Schriftliche Aufgabe 1:
Übertrage aus dem Text zum Fachgutachten Fauna wortgetreu alles von „Für das Fachgutachten“ bis hinunter zu „Waldbestände erhoben sein.“.
Schriftliche Aufgabe 2:
Im Text zum Fachgutachten Fauna beginnt ein Absatz mit „Für das Fachgutachten Fauna“. Fasse ihn als kurze Stichpunktliste mit seinen wichtigsten Angaben zusammen.

Für das Fachgutachten Fauna wurde im August mit der Erfassung der Rastvögel begonnen. In drei Durchgängen hat die Arbeitsgruppe für Tierökologie und Planung aus Filderstadt begonnen, die Avifauna, Säugetiere, Amphibien und Käfer zu erfassen. Insgesamt zwölf Monate lang wird die Artenvielfalt des Planungsbereich untersucht. Im November 2021 folgte eine Kontrolle auf überwinternde Kornweihen (Greifvögel wie der Habicht) und Raubwürger (Turmfalken, Wanderfalken und Seeadler). Im März 2022 sollen dann die Brutvögel erfasst werden. Schon im Juni 2021 hat das Forstsachverständigenbüro Binder aus Lörrach begonnen, die forstlich relevanten Umweltdaten zu erheben und bis Ende März sollen die Waldbestände erhoben sein.

Datensatzauszüge:
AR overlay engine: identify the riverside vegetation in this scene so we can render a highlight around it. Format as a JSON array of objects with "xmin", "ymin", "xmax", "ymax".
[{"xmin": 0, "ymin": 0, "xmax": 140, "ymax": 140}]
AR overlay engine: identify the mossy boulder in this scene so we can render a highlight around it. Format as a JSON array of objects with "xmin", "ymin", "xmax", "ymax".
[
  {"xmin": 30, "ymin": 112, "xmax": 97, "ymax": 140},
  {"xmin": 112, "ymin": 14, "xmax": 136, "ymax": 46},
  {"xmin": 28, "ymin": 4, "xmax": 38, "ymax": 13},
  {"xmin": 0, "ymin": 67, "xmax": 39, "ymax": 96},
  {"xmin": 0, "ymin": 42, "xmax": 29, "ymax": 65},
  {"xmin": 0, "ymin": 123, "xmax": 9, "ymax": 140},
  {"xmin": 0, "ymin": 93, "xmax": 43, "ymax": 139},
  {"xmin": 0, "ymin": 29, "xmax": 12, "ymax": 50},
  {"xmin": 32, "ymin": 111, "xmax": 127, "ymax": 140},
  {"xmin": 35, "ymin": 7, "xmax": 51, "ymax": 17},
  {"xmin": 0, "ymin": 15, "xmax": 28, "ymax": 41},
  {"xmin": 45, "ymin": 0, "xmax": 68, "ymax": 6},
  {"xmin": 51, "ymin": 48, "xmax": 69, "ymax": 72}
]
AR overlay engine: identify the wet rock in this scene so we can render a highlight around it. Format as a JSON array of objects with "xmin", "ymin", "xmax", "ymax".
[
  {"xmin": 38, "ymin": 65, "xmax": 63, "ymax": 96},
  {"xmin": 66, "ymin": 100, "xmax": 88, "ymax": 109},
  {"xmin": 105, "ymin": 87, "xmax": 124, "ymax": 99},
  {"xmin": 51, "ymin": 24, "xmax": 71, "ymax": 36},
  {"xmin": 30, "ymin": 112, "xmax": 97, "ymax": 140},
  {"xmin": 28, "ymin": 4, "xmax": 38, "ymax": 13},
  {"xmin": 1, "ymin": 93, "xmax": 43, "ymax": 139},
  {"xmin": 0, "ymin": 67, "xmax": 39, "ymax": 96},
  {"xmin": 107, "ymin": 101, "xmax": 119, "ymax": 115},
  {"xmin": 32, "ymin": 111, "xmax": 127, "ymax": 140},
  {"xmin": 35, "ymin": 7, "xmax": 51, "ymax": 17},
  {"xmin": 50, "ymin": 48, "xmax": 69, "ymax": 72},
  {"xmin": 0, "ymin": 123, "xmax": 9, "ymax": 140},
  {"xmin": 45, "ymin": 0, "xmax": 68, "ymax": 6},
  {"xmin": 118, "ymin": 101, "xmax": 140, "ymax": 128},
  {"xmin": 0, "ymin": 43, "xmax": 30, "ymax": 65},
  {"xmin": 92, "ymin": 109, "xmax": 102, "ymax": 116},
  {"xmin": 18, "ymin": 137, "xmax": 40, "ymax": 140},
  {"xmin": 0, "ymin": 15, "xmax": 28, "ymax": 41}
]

--

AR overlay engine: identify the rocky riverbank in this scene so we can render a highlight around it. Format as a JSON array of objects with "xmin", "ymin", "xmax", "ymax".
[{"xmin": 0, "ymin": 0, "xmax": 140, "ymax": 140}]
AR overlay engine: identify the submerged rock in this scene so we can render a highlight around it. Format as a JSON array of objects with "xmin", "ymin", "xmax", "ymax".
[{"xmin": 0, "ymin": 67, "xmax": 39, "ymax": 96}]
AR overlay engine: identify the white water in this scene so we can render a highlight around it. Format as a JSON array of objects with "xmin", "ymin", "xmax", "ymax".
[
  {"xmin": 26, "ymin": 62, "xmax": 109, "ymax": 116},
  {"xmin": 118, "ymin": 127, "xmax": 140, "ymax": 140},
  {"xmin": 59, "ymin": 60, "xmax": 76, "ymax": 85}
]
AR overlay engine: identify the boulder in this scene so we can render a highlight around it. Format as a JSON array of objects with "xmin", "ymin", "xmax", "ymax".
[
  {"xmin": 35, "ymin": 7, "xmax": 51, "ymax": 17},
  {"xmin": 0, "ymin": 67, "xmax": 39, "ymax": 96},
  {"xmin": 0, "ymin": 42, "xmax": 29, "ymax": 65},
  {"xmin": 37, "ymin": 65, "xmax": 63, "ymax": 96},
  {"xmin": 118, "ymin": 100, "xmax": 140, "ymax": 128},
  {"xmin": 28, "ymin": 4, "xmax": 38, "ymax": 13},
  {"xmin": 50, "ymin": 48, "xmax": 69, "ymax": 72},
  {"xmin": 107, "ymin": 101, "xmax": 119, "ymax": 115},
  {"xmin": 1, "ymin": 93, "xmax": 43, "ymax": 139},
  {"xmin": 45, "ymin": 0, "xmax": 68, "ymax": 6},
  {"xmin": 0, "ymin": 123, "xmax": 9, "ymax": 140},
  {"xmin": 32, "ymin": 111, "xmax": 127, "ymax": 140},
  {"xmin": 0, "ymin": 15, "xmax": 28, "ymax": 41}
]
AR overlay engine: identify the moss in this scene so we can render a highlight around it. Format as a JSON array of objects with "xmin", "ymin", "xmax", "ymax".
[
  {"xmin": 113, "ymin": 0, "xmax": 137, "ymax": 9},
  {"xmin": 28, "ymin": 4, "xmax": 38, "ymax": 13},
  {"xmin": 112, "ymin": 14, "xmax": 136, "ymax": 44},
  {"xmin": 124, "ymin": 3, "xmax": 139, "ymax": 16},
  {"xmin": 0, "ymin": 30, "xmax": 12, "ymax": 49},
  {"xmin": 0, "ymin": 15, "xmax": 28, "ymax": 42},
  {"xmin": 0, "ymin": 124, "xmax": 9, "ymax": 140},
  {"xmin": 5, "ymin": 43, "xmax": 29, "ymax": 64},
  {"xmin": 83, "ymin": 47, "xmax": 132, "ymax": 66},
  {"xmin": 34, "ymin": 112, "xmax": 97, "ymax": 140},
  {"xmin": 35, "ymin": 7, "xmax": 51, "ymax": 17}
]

...

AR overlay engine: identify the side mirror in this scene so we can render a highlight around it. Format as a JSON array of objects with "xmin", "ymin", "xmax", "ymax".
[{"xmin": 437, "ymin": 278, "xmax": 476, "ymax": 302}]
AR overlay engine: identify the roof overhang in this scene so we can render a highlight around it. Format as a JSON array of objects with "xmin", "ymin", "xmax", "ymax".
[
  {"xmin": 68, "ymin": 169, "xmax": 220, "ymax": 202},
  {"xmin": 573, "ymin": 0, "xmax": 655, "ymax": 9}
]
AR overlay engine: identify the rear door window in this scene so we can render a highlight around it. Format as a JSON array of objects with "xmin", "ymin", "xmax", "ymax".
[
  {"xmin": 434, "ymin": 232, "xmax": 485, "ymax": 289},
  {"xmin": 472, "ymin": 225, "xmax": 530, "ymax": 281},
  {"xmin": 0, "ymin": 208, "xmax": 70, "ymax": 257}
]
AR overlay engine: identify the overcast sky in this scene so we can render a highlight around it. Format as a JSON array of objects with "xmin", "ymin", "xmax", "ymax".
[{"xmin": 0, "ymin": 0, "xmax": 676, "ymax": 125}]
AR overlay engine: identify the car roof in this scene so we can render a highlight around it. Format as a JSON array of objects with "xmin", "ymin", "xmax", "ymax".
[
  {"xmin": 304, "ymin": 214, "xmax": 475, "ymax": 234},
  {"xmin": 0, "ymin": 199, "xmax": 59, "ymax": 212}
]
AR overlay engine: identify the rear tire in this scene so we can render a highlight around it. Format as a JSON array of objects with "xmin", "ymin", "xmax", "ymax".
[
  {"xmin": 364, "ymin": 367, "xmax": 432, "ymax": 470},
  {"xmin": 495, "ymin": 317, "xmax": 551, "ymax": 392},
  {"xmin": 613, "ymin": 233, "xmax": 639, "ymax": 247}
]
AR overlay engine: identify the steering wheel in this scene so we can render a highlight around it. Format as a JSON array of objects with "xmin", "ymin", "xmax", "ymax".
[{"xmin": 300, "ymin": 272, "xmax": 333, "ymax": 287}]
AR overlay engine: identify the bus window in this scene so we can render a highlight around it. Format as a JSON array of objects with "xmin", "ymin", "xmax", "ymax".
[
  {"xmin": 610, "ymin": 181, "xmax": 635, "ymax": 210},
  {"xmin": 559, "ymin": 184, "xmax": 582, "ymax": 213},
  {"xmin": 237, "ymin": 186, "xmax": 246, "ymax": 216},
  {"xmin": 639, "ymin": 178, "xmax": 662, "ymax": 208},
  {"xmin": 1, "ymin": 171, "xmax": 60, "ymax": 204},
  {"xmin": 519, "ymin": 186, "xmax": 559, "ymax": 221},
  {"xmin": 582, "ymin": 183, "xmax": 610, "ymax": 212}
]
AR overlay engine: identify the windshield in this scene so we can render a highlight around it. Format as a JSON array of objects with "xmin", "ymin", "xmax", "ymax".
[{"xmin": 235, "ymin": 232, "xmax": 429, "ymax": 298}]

Endgültige Antwort 1:
Für das Fachgutachten Fauna wurde im August mit der Erfassung der Rastvögel begonnen. In drei Durchgängen hat die Arbeitsgruppe für Tierökologie und Planung aus Filderstadt begonnen, die Avifauna, Säugetiere, Amphibien und Käfer zu erfassen. Insgesamt zwölf Monate lang wird die Artenvielfalt des Planungsbereich untersucht. Im November 2021 folgte eine Kontrolle auf überwinternde Kornweihen (Greifvögel wie der Habicht) und Raubwürger (Turmfalken, Wanderfalken und Seeadler). Im März 2022 sollen dann die Brutvögel erfasst werden. Schon im Juni 2021 hat das Forstsachverständigenbüro Binder aus Lörrach begonnen, die forstlich relevanten Umweltdaten zu erheben und bis Ende März sollen die Waldbestände erhoben sein.

Endgültige Antwort 2:
- August: Beginn der Erfassung der Rastvögel für das Fachgutachten Fauna
- Die Arbeitsgruppe für Tierökologie und Planung aus Filderstadt erfasst in drei Durchgängen Avifauna, Säugetiere, Amphibien und Käfer.
- Die Artenvielfalt des Planungsbereichs wird zwölf Monate lang untersucht.
- November 2021: Kontrolle auf überwinternde Kornweihen und Raubwürger
- März 2022: Erfassung der Brutvögel geplant
- Seit Juni 2021 erhebt das Forstsachverständigenbüro Binder aus Lörrach forstlich relevante Umweltdaten.
- Bis Ende März sollen die Waldbestände erhoben sein.